**Extract to read**
Friday, August 15, 2008

Yay Lizzy. We are so proud of you, your mom, grandma and grandpa!!

Elizabeth is beating the odds

By Peg Reynolds, Staff Reporter
Published: Friday, August 15, 2008 1:28 PM CDT
E-mail this story | Print this page
Pontiac Fire Department will “Fill the Boot” again this weekend to help Jerry’s Kids who are afflicted with muscular dystrophy. The firemen will be accepting donations between 10 a.m. and 1 p.m. Saturday at Pontiac Wal-Mart and Sunday at Big R. With the firemen is Elizabeth Hallam, of Pontiac, the Goodwill Ambassador for the MDA for Central Illinois. She suffers from spinal muscular atrophy type 1. Firemen from left are Scott Runyon, Todd Gould, Andy Vitzthum and Jace Weaver. (Photo provided)

There is a 4 1/2-year-old Pontiac girl who is surpassing a doctor’s prognosis of not celebrating her second birthday.

Elizabeth Lee Hallam, born Sept. 29, 2003, was diagnosed with SMA (spinal muscular atrophy) type 1 on May 11, 2004. Her parents, Christen Huette and Brandon Hallam, learned that this was the number one genetic killer of children under the age of two.

**Your tasks**
A. Answer these questions about the article on Elizabeth Hallam:
(i) Where will the firemen accept donations on Saturday?
(ii) What title does Elizabeth hold with the MDA?
(iii) On what date was Elizabeth diagnosed with SMA type 1?
B. Continue the article about Elizabeth Hallam, picking up after its last sentence.

Records from a collection:

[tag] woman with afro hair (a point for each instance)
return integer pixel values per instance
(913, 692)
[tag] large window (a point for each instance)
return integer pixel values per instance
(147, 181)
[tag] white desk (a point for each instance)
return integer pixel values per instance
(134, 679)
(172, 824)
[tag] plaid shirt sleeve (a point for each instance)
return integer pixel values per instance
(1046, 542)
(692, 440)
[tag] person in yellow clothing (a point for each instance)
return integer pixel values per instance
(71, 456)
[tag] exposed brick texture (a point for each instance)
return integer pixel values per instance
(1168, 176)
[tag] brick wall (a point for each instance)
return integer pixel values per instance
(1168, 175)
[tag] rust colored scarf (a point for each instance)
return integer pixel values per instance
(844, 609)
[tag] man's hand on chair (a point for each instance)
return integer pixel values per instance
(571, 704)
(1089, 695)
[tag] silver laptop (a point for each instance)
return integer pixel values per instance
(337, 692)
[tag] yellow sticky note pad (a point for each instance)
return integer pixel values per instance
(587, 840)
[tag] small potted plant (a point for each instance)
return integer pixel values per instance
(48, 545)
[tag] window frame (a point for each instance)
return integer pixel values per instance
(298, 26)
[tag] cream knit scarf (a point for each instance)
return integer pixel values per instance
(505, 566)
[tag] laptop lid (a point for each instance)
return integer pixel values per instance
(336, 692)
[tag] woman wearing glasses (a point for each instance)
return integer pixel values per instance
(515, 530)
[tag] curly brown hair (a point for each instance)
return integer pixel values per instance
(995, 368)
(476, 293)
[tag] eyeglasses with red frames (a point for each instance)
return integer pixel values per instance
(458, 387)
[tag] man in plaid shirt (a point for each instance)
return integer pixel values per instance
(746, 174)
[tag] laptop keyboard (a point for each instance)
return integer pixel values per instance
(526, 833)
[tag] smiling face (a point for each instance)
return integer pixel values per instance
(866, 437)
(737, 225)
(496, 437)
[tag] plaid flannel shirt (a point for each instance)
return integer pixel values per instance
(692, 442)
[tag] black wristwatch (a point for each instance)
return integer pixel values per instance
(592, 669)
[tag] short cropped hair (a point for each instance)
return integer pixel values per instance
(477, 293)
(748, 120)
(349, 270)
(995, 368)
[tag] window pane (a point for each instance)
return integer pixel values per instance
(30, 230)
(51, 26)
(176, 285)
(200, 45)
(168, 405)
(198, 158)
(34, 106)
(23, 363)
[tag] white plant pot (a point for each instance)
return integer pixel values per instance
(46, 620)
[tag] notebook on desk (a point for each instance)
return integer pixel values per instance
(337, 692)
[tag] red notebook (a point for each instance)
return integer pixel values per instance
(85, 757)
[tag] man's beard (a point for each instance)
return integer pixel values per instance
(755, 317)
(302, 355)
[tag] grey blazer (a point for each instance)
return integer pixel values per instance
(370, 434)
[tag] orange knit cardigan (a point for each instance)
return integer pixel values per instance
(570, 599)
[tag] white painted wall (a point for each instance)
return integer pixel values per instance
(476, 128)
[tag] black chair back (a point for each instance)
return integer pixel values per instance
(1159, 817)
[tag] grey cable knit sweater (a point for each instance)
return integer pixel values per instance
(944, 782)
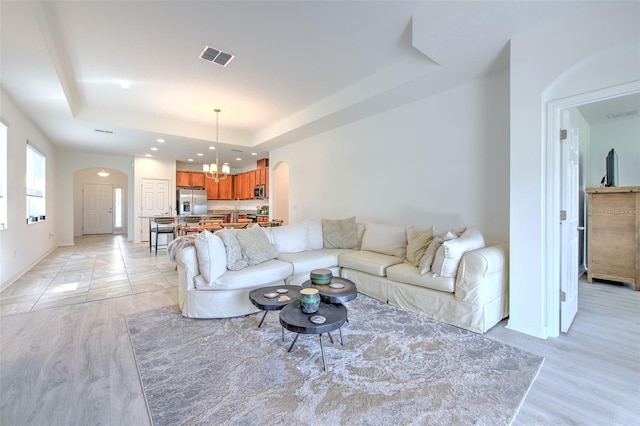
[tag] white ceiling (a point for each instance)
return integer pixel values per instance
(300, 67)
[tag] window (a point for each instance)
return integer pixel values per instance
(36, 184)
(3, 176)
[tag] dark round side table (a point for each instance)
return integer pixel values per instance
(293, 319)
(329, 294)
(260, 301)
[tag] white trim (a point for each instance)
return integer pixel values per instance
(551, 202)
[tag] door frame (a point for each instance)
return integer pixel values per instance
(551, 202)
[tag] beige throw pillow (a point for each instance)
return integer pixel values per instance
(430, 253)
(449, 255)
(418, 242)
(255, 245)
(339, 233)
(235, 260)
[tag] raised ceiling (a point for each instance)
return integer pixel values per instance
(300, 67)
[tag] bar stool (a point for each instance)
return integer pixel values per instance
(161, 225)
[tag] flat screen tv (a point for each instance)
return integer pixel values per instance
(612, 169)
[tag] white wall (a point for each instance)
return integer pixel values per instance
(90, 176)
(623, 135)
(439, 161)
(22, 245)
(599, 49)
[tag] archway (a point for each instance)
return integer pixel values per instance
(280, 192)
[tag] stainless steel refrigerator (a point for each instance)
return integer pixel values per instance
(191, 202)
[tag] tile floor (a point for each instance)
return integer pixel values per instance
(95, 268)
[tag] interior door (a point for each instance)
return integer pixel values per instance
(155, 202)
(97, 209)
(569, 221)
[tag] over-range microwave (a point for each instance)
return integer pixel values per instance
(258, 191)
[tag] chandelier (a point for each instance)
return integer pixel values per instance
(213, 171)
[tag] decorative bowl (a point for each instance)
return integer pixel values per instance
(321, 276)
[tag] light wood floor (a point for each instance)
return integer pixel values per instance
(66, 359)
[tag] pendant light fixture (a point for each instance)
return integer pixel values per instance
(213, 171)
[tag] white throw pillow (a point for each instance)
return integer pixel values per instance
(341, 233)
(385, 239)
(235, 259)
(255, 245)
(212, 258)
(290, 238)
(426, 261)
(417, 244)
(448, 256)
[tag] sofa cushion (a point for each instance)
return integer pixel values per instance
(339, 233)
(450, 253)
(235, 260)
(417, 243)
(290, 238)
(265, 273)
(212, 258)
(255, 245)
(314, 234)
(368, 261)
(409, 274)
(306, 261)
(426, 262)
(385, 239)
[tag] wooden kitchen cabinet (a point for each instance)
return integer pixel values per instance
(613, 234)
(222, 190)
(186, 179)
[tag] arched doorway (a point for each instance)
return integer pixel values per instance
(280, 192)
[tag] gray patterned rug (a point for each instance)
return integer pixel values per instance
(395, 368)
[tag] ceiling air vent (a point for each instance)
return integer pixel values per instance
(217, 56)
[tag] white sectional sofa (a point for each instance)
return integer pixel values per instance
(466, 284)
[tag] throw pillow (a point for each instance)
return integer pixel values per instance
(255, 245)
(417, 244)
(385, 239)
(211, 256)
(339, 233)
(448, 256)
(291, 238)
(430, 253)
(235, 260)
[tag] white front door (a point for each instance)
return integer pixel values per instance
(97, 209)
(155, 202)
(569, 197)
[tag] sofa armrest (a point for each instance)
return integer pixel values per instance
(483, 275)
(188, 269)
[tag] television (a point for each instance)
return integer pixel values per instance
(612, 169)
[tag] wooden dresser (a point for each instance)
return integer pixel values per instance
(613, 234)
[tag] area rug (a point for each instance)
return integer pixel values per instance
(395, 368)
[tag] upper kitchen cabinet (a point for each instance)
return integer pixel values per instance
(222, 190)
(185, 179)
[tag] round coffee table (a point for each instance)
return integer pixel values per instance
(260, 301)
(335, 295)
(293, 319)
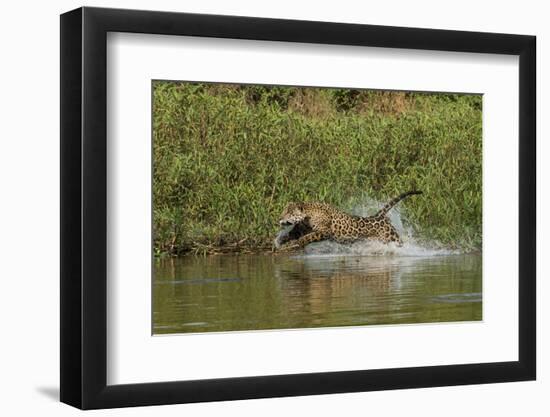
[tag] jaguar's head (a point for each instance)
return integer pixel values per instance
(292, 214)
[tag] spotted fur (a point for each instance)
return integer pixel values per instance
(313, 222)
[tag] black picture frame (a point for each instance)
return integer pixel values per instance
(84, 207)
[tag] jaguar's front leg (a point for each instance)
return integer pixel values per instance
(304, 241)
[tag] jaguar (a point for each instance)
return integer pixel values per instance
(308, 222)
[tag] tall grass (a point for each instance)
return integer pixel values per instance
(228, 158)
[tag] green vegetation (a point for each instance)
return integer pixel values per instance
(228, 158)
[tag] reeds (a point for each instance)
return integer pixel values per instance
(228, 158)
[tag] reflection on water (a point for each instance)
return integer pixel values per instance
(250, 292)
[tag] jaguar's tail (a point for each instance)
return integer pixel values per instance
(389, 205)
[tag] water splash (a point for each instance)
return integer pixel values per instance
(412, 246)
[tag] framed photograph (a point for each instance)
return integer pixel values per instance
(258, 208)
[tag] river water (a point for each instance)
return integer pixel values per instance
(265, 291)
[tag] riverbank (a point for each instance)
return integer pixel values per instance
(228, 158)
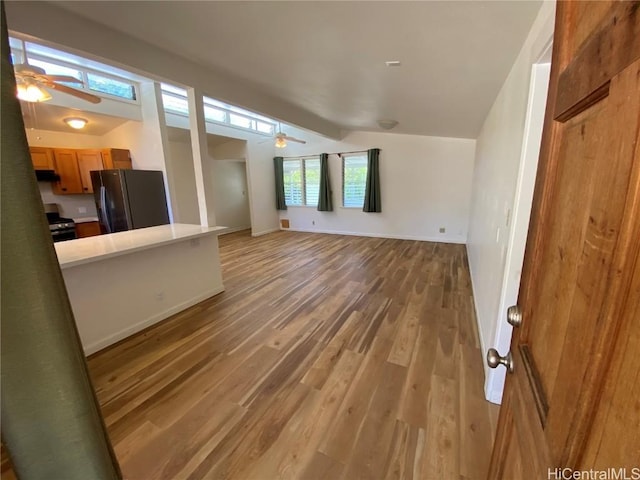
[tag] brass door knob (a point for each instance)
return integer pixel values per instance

...

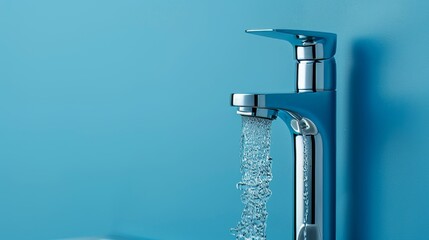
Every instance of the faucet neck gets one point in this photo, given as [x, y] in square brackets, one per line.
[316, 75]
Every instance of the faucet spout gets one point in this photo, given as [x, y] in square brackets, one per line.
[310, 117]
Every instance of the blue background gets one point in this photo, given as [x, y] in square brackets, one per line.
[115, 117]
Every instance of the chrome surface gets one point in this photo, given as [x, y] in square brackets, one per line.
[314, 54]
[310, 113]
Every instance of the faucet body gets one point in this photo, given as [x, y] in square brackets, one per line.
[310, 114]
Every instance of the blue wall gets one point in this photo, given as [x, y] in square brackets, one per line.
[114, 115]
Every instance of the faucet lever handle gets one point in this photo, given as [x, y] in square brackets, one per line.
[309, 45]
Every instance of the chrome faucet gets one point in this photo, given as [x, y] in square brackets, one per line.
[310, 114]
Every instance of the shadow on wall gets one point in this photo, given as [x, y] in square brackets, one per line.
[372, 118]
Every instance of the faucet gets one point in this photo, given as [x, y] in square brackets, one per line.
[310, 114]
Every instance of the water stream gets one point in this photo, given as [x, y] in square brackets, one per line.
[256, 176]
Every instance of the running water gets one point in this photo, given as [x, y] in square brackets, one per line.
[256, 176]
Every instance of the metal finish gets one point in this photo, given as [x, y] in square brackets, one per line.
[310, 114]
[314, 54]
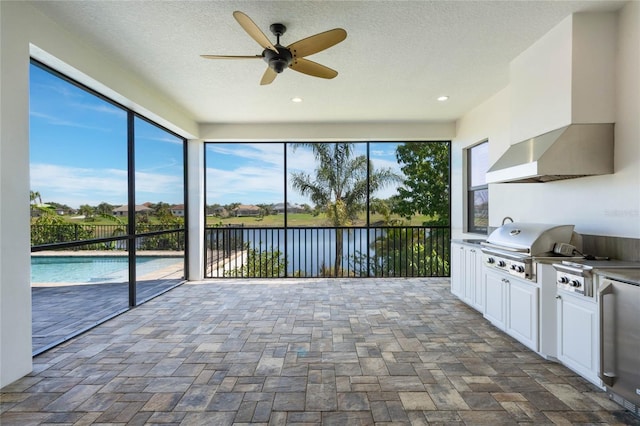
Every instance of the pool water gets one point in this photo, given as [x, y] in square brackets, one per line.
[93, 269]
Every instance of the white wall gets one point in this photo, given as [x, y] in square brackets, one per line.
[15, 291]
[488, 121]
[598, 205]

...

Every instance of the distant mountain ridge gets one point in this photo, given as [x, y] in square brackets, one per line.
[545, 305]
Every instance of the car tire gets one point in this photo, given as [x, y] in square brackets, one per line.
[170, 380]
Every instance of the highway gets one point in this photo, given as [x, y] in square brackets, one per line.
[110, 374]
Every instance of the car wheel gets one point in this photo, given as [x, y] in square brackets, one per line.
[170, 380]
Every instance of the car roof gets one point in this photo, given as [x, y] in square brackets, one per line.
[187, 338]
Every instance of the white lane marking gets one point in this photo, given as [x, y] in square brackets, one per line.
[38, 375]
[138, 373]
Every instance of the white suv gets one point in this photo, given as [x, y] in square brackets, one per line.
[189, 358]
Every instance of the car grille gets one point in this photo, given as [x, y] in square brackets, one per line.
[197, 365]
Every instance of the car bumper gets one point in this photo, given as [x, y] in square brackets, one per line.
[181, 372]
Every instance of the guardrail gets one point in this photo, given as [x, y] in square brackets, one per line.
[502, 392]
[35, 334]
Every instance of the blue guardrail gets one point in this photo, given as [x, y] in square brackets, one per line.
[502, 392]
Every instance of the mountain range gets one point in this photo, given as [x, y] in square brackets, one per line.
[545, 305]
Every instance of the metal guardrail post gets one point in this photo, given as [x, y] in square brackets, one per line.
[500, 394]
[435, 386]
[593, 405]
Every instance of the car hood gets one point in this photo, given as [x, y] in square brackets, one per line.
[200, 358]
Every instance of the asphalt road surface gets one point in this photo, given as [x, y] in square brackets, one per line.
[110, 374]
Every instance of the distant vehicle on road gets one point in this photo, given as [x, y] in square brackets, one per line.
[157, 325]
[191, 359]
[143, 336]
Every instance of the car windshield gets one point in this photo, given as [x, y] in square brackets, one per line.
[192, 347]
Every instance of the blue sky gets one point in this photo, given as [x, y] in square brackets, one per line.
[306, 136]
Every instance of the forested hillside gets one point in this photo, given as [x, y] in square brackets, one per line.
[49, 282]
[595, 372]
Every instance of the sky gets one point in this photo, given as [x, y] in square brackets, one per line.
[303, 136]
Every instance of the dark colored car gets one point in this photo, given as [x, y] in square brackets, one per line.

**Per-task answers**
A.
(i) At Pontiac Wal-Mart.
(ii) Goodwill Ambassador for the MDA for Central Illinois.
(iii) May 11, 2004.

B.
SMA is a group of inherited and sometimes fatal diseases that destroys the nerves controlling voluntary movement. This affects crawling, walking, head and neck control and even swallowing.

Two months after Elizabeth was diagnosed, she was placed in a clinical study at Stanford, Calif. The study is funded by MDA, but the cost of the trip, their lodging and Elizabeth’s medication, which costs between $200 and $300 a month, are not. The mother and daughter must travel to the California hospital every four months for follow-ups.

“It’s hard to get the money, but we do it for Lizzy,” Huette said.

They discovered early in the study that Elizabeth was not on a placebo, but was taking the medication hydrozyurea, which was developed by Dr. Ching Wang.

“Her movement increased after taking the medication for two weeks,” said her mother. “When she was first diagnosed, she didn’t move the bottom part of her body at all. She was moving her legs, starting to bend her legs while laying flat on the floor, and she looked like she had more energy.”

Elizabeth started to lose her ability to swallow after a case of strep throat soon after their first trip to Stanford.

“She got really ill and would gag when eating or refused to eat at all. Our doctor's nurse told me, ‘There is nothing more doctor can do for Elizabeth.’ Their opinions have since changed because of how well Elizabeth has been doing for the past three years.”

A nissen/g-tube saved Elizabeth's life, her mother said. A swallow study had showed Elizabeth was silently aspirating on liquids.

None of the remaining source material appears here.